> **Text segment**
* begin *

# Inspiron 8100 lockups

## Scott

My laptop seems to freeze every one and a while.

I had a relitivly striped down version of slack 8 running on it, with a 2.4.17 kernel with the premptive patches.  It ran totaly stable, and i never had a problem.

I gave gentoo a shot this weekend, and so far I love it, except for the slight freezing issue.  My laptop is a 866, 128 mb of ram, 16 mb Geforce2Go.  I'm using ext3 for my partition.

Anyone have any experience with a 8100 and having similar problems, or anyone have any ideas on how to fix it?

Thanks

----------

## mb

hi.. my laptop is a i8k.. no problems so far..

do you run some special apps ?? opengl ?? heavy HD access ?? which kernel version (gentoo || vanilla)

#mb

[edit]

maybe this helps

http://lists.suse.com/archive/suse-linux-e/2002-Jan/1611.html

----------

## Scott

I am running the gentoo sources, and it tends to lock up right after leaving X most of the time.   I tried the linux sources, and it lockedup when I tried to emerge the nvidia drivers, so I went back to the gentoo sources.

----------

## YnSta

Hi,

try to update bios from dell support, at http://support.euro.dell.com/fr/fr/home.asp enter the sn number of your u8k.

For me it resolves lots of problems in apm, fan ...

----------

## geders

I had the same problems with other distors on the 8100, except when I disabled APIC and APM (don't know which one, just disabled both, and the machine was beautiful afterwards, so never checked).

----------

## javacodeslave

I have an Inspiron 8100 and it used to hang also...

The fix was disabling APIC and turning off symmetric multiprocessing options in the kernel.... the dell bios has some issues with these kernel options still....   :Confused: 

----------

* end *

Copy out the Inspiron 8100 lockups thread above in full, word for word.

> **Records**
* begin *

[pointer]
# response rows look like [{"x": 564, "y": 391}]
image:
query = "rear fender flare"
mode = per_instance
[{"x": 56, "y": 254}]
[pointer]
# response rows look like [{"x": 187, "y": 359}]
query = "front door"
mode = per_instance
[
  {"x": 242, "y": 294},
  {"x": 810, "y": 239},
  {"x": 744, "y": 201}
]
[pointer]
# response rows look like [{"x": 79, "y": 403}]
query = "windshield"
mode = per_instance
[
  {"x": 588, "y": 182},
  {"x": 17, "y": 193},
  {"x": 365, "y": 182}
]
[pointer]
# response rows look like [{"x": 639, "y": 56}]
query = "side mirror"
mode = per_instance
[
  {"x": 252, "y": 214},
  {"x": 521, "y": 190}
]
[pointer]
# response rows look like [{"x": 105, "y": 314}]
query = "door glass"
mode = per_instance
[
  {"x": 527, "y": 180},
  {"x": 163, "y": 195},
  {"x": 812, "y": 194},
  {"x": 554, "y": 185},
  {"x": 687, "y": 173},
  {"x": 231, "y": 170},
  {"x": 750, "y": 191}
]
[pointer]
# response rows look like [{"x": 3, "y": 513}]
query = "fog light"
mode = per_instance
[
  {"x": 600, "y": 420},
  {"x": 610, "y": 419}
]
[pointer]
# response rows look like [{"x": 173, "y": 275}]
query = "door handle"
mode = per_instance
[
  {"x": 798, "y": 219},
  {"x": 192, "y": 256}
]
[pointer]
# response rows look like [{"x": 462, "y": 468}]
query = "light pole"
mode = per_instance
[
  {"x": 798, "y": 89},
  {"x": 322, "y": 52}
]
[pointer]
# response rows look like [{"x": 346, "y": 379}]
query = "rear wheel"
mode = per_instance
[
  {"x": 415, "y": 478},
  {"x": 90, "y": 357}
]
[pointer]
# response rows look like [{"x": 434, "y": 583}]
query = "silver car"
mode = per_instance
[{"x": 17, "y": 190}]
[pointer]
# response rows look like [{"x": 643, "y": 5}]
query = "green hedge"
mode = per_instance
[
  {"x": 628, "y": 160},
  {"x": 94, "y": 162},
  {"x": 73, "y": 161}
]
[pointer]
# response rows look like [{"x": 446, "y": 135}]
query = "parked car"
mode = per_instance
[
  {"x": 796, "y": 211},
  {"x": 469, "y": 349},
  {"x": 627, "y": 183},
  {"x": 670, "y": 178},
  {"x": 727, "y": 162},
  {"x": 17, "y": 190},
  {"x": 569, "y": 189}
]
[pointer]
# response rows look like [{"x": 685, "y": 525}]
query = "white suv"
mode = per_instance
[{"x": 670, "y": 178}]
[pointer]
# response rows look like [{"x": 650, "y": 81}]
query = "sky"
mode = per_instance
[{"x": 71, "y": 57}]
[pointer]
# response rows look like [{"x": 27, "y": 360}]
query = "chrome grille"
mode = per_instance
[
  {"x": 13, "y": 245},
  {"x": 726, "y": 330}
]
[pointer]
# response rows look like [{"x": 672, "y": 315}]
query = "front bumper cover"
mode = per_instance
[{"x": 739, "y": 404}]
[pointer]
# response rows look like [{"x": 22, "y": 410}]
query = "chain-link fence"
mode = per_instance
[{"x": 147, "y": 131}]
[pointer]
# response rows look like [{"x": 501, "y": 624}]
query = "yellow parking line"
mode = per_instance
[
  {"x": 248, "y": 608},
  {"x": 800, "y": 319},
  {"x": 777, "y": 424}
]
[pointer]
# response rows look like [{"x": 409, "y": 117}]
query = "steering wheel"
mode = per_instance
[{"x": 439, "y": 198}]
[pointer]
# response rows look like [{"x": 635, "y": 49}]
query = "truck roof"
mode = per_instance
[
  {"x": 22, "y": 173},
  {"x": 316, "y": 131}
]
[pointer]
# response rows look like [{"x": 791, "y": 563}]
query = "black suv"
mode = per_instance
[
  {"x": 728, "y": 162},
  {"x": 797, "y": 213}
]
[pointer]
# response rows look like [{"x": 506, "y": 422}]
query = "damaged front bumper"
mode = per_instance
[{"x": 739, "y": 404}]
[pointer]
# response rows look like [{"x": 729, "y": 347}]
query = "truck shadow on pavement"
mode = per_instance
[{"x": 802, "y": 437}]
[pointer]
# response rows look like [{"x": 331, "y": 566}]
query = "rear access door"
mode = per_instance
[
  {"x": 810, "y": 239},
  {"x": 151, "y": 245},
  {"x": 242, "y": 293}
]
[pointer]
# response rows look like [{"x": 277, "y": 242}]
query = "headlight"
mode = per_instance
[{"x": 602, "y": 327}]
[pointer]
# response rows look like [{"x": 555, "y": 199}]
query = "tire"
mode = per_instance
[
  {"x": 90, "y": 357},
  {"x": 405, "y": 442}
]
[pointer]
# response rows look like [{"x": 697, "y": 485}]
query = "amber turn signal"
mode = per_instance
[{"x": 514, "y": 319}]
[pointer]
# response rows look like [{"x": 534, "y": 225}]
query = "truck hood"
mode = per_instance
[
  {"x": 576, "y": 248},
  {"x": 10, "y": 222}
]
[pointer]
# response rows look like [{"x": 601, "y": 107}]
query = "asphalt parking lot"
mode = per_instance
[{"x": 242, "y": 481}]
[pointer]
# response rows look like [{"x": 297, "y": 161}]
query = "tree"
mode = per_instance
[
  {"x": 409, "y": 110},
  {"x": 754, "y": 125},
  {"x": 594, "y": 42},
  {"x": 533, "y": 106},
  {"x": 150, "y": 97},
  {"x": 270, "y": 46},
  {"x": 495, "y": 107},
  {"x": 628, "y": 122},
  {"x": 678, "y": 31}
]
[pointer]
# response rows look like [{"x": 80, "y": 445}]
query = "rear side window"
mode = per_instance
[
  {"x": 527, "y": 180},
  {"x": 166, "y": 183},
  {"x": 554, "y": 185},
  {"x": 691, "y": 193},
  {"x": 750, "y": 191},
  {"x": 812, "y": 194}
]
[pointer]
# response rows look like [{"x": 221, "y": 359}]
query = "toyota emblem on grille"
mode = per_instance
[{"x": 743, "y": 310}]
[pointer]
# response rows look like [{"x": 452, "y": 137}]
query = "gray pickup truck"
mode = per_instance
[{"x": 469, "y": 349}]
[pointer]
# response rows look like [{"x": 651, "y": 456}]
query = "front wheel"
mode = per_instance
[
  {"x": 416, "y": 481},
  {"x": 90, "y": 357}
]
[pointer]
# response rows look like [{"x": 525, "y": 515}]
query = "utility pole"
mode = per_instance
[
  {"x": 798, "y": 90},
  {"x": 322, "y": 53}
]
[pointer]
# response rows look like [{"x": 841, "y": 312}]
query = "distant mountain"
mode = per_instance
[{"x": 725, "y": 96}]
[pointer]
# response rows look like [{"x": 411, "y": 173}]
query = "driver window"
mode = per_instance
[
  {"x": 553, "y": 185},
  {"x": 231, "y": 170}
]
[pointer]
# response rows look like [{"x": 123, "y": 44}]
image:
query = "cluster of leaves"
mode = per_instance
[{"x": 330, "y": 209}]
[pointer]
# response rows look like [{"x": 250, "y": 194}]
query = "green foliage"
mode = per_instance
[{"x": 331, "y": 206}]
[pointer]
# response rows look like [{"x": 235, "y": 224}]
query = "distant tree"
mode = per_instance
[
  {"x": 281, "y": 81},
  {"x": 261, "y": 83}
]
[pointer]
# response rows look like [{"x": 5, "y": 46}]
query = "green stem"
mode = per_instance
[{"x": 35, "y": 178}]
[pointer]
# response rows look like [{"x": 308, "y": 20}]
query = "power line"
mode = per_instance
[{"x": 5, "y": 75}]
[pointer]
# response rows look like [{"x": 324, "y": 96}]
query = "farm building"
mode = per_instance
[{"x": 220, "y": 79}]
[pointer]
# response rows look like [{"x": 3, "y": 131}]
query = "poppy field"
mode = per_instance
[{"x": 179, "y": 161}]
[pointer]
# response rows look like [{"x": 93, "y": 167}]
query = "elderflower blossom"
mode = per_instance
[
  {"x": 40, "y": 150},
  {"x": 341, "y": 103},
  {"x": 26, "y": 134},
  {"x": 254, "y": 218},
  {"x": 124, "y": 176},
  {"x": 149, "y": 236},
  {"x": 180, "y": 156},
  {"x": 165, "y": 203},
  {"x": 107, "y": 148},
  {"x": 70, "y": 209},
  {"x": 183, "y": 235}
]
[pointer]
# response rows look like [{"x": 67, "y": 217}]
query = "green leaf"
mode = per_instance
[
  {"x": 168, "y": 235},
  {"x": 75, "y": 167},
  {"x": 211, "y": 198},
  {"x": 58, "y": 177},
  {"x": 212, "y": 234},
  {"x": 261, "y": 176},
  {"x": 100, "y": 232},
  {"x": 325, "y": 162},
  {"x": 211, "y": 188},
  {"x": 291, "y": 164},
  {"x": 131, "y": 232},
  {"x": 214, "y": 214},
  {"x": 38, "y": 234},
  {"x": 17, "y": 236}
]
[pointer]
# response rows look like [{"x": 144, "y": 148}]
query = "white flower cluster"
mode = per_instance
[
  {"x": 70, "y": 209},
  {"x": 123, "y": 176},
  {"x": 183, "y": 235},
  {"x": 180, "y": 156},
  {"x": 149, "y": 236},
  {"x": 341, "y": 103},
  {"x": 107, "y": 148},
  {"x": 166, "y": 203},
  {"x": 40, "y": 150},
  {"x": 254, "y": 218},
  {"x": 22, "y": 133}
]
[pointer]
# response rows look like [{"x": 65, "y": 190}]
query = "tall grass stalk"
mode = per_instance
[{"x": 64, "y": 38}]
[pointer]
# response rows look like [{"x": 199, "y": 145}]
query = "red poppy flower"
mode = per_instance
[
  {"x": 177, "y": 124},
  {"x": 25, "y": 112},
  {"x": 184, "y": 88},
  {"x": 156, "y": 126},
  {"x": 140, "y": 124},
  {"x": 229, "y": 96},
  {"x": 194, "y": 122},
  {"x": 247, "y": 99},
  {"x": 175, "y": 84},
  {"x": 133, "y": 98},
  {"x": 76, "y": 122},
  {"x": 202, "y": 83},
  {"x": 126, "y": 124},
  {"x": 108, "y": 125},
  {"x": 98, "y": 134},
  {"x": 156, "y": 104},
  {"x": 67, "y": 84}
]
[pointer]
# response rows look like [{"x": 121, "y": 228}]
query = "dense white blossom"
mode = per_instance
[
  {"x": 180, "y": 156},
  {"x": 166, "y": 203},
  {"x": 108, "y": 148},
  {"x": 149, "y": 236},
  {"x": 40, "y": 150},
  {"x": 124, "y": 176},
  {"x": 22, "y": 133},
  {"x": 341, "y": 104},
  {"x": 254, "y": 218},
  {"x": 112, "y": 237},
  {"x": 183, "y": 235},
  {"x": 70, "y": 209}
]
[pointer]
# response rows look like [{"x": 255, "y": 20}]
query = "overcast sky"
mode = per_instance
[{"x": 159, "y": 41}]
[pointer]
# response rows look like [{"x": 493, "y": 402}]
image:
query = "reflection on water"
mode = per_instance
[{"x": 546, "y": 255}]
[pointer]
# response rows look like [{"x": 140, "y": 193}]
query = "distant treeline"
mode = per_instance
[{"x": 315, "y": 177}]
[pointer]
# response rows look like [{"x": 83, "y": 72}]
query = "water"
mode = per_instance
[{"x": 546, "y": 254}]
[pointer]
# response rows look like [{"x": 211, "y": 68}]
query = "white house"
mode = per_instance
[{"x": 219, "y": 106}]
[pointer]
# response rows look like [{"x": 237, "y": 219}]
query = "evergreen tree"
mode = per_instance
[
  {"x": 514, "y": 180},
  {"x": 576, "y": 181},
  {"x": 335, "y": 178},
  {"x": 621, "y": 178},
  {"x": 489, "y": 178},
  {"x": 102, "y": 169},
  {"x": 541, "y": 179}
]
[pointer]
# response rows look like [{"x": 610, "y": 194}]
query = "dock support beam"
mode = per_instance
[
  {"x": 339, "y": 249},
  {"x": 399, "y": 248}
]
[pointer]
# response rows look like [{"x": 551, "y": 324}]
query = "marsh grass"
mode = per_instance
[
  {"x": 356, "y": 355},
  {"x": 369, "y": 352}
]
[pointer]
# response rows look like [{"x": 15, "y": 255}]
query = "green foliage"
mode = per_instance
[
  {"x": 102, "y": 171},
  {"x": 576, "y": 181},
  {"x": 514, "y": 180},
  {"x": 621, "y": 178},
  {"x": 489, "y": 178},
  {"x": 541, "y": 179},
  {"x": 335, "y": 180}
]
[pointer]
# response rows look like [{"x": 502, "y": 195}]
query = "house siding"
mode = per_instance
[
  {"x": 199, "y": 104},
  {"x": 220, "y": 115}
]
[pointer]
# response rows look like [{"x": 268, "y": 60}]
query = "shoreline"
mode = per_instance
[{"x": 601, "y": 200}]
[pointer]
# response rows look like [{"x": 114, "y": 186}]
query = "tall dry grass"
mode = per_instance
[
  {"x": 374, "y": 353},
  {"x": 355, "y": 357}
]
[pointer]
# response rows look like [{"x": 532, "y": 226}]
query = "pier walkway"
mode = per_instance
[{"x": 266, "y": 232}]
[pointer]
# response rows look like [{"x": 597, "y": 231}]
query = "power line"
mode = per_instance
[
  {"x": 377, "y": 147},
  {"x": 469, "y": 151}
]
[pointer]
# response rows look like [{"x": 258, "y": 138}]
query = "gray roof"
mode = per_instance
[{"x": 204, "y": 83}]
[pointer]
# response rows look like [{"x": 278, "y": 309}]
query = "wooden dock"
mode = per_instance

* end *

> **Solution for this task**
# Inspiron 8100 lockups

## Scott

My laptop seems to freeze every one and a while.

I had a relitivly striped down version of slack 8 running on it, with a 2.4.17 kernel with the premptive patches.  It ran totaly stable, and i never had a problem.

I gave gentoo a shot this weekend, and so far I love it, except for the slight freezing issue.  My laptop is a 866, 128 mb of ram, 16 mb Geforce2Go.  I'm using ext3 for my partition.

Anyone have any experience with a 8100 and having similar problems, or anyone have any ideas on how to fix it?

Thanks

----------

## mb

hi.. my laptop is a i8k.. no problems so far..

do you run some special apps ?? opengl ?? heavy HD access ?? which kernel version (gentoo || vanilla)

#mb

[edit]

maybe this helps

http://lists.suse.com/archive/suse-linux-e/2002-Jan/1611.html

----------

## Scott

I am running the gentoo sources, and it tends to lock up right after leaving X most of the time.   I tried the linux sources, and it lockedup when I tried to emerge the nvidia drivers, so I went back to the gentoo sources.

----------

## YnSta

Hi,

try to update bios from dell support, at http://support.euro.dell.com/fr/fr/home.asp enter the sn number of your u8k.

For me it resolves lots of problems in apm, fan ...

----------

## geders

I had the same problems with other distors on the 8100, except when I disabled APIC and APM (don't know which one, just disabled both, and the machine was beautiful afterwards, so never checked).

----------

## javacodeslave

I have an Inspiron 8100 and it used to hang also...

The fix was disabling APIC and turning off symmetric multiprocessing options in the kernel.... the dell bios has some issues with these kernel options still....   :Confused: 

----------